Task statement: What is needed is an exact copy of the records below, without the pictures.

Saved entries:
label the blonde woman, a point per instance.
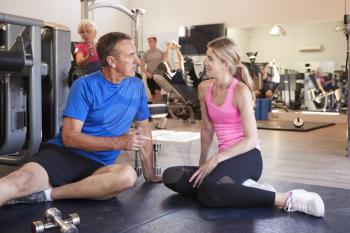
(229, 177)
(85, 52)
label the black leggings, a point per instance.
(223, 186)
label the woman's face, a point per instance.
(213, 66)
(88, 34)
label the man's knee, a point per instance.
(125, 177)
(24, 178)
(130, 176)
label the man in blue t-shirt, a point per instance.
(79, 161)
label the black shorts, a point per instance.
(64, 166)
(152, 85)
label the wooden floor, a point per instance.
(314, 157)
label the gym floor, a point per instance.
(313, 160)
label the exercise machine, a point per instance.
(34, 65)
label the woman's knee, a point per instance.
(206, 197)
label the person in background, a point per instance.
(229, 177)
(325, 84)
(149, 63)
(85, 52)
(270, 80)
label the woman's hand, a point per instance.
(203, 171)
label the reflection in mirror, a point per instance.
(310, 58)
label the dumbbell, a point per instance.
(54, 218)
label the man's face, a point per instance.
(126, 58)
(151, 43)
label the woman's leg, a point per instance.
(177, 179)
(223, 186)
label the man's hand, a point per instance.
(154, 179)
(133, 141)
(203, 171)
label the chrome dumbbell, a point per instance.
(54, 219)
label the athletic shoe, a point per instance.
(259, 185)
(32, 198)
(306, 202)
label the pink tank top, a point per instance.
(226, 118)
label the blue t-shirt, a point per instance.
(107, 110)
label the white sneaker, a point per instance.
(306, 202)
(259, 185)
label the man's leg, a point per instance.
(29, 179)
(106, 182)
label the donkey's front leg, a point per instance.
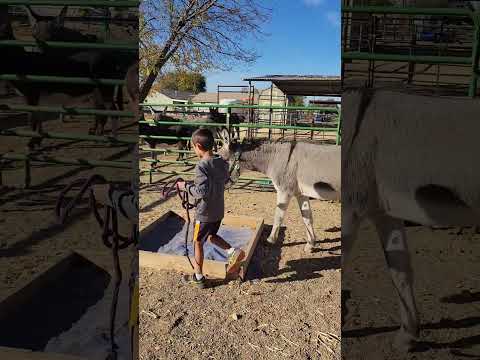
(393, 237)
(306, 210)
(283, 199)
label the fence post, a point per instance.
(229, 112)
(27, 178)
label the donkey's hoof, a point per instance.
(404, 341)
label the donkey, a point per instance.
(49, 63)
(298, 169)
(217, 117)
(417, 166)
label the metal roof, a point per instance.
(303, 85)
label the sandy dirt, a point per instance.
(446, 286)
(31, 238)
(288, 308)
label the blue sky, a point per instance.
(304, 39)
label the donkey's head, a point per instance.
(133, 92)
(47, 28)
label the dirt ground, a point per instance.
(288, 308)
(446, 286)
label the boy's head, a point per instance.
(203, 141)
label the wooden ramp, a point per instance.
(211, 268)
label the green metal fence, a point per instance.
(114, 46)
(377, 12)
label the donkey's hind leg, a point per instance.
(283, 199)
(392, 234)
(306, 210)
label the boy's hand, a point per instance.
(181, 185)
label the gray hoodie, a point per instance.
(209, 186)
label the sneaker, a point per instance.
(192, 280)
(235, 258)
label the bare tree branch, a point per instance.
(197, 35)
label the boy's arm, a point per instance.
(199, 189)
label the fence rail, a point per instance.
(69, 136)
(241, 106)
(371, 56)
(61, 79)
(66, 110)
(86, 3)
(71, 45)
(68, 161)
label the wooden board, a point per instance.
(211, 268)
(24, 354)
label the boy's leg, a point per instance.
(199, 237)
(234, 255)
(198, 264)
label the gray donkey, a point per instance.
(418, 165)
(297, 169)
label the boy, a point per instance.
(211, 174)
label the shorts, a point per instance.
(202, 231)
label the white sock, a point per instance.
(199, 276)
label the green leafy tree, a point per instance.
(296, 101)
(183, 81)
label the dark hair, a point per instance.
(204, 138)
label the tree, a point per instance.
(197, 35)
(183, 81)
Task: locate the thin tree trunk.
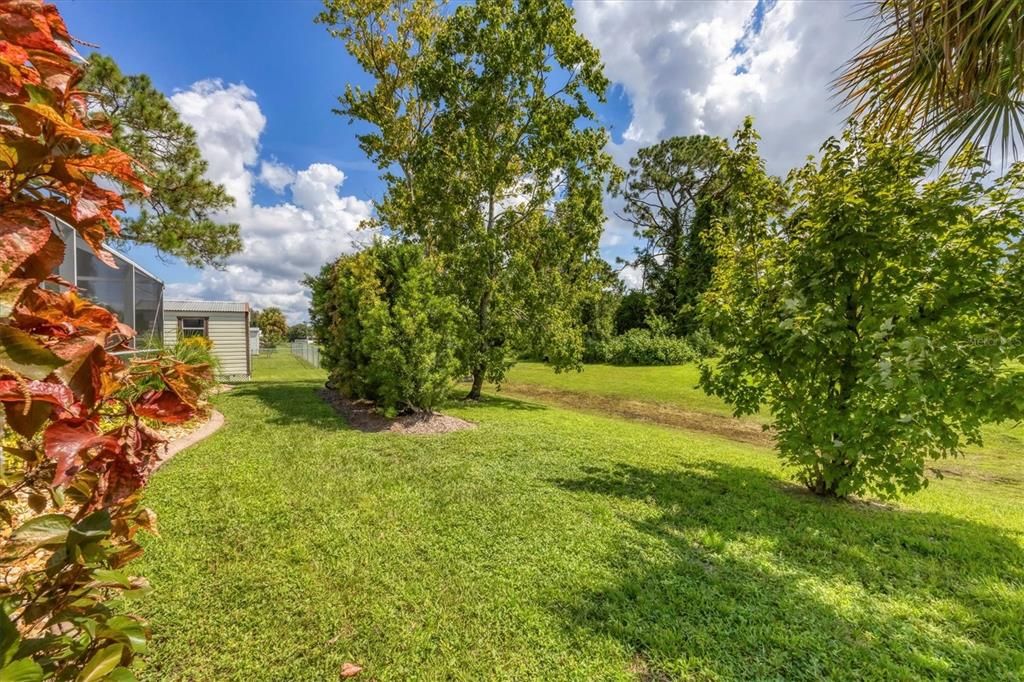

Your solution:
label the blonde woman, a point per instance.
(229, 177)
(85, 52)
label the black leggings, a point per instance.
(223, 186)
label the woman's face, a point per instance.
(213, 66)
(88, 34)
label the man's knee, a point per instance.
(125, 177)
(24, 178)
(130, 176)
label the man in blue t-shirt, a point per instance.
(79, 161)
label the black shorts, a point per instance.
(64, 166)
(152, 85)
label the wooden floor, a point per instance.
(314, 157)
label the gym floor, a point per instance.
(313, 160)
label the exercise machine, a point per instance.
(34, 65)
label the woman's knee, a point per instance.
(206, 197)
label the person in background, a point per instance.
(229, 177)
(325, 84)
(149, 63)
(85, 52)
(270, 80)
label the woman's hand, a point per instance.
(203, 171)
label the reflection in mirror, a point per instance.
(310, 58)
label the dumbbell, a point per instance.
(54, 218)
label the man's face, a point per instance.
(126, 58)
(151, 43)
label the woman's leg, a point per instance.
(177, 179)
(223, 186)
label the man's hand, a point per instance.
(154, 179)
(133, 141)
(203, 171)
label the chrome dumbbell, a point per instance.
(54, 219)
label the athletic shoe, a point per instance.
(259, 185)
(32, 198)
(306, 202)
label the pink tank top, a point per instance.
(226, 118)
label the blue t-shirt, a point per instance.
(107, 110)
label the white sneaker, a point per instance.
(306, 202)
(259, 185)
label the man's leg, a point per instance.
(29, 179)
(106, 182)
label the donkey's front leg, a point per instance.
(393, 237)
(306, 210)
(283, 199)
label the fence post, a point per instance.
(229, 112)
(27, 178)
label the donkey's hoof, a point per instance.
(404, 341)
label the donkey, a point per instance.
(49, 63)
(298, 169)
(217, 117)
(417, 166)
label the metal roof, a point per instance.
(303, 85)
label the sandy dirt, a point per instance.
(446, 286)
(31, 238)
(288, 308)
label the blue sky, a point per instance.
(304, 39)
label the donkey's head, a point per instance.
(133, 92)
(47, 28)
label the dirt ground, a point per instance.
(288, 308)
(446, 286)
label the boy's head, a point per instance.
(203, 141)
label the wooden ramp, a point per instance.
(211, 268)
label the green metal fence, a point per instance.
(114, 46)
(377, 12)
label the donkey's hind leg, a point per instance.
(283, 199)
(392, 234)
(306, 210)
label the boy's hand, a point per instance.
(181, 185)
label the gray hoodie, a point per instance.
(209, 186)
label the sneaker, a point per instance.
(192, 280)
(235, 258)
label the bare tree branch, a point per instance.
(197, 35)
label the boy's arm, a point per instance.
(199, 189)
label the fence rail, a point per instance.
(69, 136)
(241, 106)
(371, 56)
(61, 79)
(66, 110)
(86, 3)
(71, 45)
(68, 161)
label the wooden board, a point per instance.
(211, 268)
(24, 354)
label the boy's leg, a point per instance.
(199, 237)
(234, 255)
(198, 264)
label the gray donkey, a point per instance.
(418, 165)
(297, 169)
label the boy, a point per instance.
(211, 174)
label the shorts, a point per instance.
(202, 231)
label the white sock, a point per instance.
(199, 276)
label the green leafy tree, a point per instance.
(296, 101)
(183, 81)
label the dark hair, a point per instance.
(204, 138)
label the tree, a point per instance.
(197, 35)
(183, 81)
Task: locate the thin tree trunk.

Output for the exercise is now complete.